SET TASKS:
A – Which header files does the yacc question's code include with #include?
B – Copy the part of the yacc question starting at "In Chapter 8" and ending at "increment operator (++).".
C – In the yacc question, which chapter of the Kernighan & Pike book presents hoc1?
[begin DOCUMENT EXCERPT]
How to incorporate ++ operator in yacc

Question

In Chapter 8 of the classic Kernighan & Pike book (The UNIX Programming Environment) hoc1 is presented as an example of simple calculator using yacc.

The book suggest to improve the source code to cover the unitary increment operator (++).

I have tried to implement the ++ operator in the yacc source code (which includes the lex functions and does not use the companion lex program) as follows:

%{
#define YYSTYPE double          /* DATA TYPE OF YACC STACK */ 
%}

%token NUMBER
%left '+' '-'                   /* LEFT ASSOCIATIVE, SAME PRECEDENCE */ 
%left '*' '/'                   /* LEFT ASSOC., HIGHER PRECEDENCE */ 
%left UNARYMINUS                /* LEFT ASSOC., HIGHER PRECEDENCE */ 
%right INC

/* GRAMMAR */

%% 
list:     /* nothing */ 
        | list '\n' 
        | list expr '\n'        { printf("\t%.8g\n", $2); } 

expr:     NUMBER                        { $$ = $1; } 
        | expr INC                      { $$ = $1 + 1; } 
        | '-' expr %prec UNARYMINUS     { $$ = -$2; }
        | expr '+' expr                 { $$ = $1 + $3; } 
        | expr '-' expr                 { $$ = $1 - $3; } 
        | expr '*' expr                 { $$ = $1 * $3; } 
        | expr '/' expr                 { $$ = $1 / $3; } 
        | expr '%' expr                 { $$ = fmod($1, $3); } 
        | '(' expr ')'                  { $$ = $2; }
%% 

/* GRAMMAR PROCESSING ROUTINES */

#include <stdio.h>
#include <ctype.h>
#include <math.h>

int yylex(void);
void yyerror(char *s);
void warning(char *s, char *t);

char    *progname;
int     lineno = 1;

int main(int argc, char *argv[]) {

        progname = argv[0];
        yyparse();
}

int yylex() {
        int c;

        while((c=getchar()) == ' ' || c == '\t')
                ;

        if(c==EOF) {
                return 0;
        }
        if(c=='.' || isdigit(c)) {
                ungetc(c,stdin);
                scanf("%lf", &yylval);
                return NUMBER;
        }
        if(c=='+') {
                if((c=getchar()) == '+') {
                        return INC;
                } else {
                        ungetc(c,stdin);
                        return '+';
                }
        }
        if(c=='\n')
                lineno++;
        return c;
}

void yyerror(char *s) {
        warning(s, (char *)0);
}

void warning(char *s, char *t) {
        fprintf(stderr, "%s: %s", progname, s);
        if(t) {
                fprintf(stderr, " %s", t);
        }
        fprintf(stderr, " near line %d\n", lineno);
}

First I generate the C source code with yacc and I get the shift/reduce conflicts, why those shift/reduce conflicts are present?
[end DOCUMENT EXCERPT]
[begin DATA SHOWN]
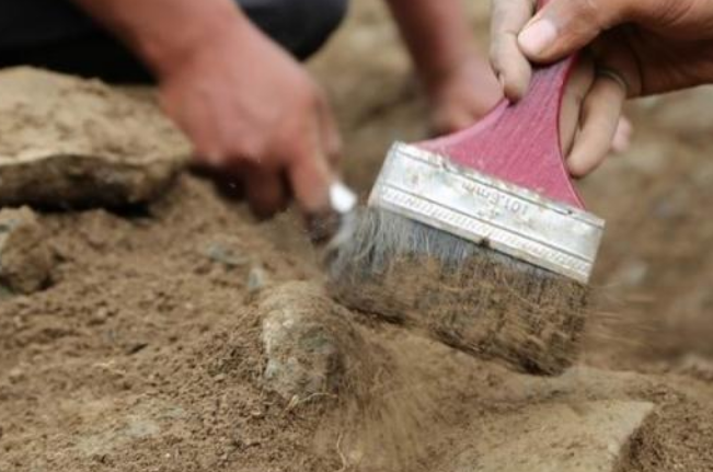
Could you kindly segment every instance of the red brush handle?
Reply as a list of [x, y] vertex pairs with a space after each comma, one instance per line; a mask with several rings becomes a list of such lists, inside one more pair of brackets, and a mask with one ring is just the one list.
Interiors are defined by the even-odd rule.
[[575, 60], [571, 57], [537, 69], [525, 99], [515, 104], [504, 101], [470, 129], [417, 146], [553, 200], [584, 208], [560, 146], [560, 108]]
[end DATA SHOWN]
EXERCISE ANSWERS:
A – stdio.h, ctype.h, math.h

B –
In Chapter 8 of the classic Kernighan & Pike book (The UNIX Programming Environment) hoc1 is presented as an example of simple calculator using yacc.

The book suggest to improve the source code to cover the unitary increment operator (++).

C – Chapter 8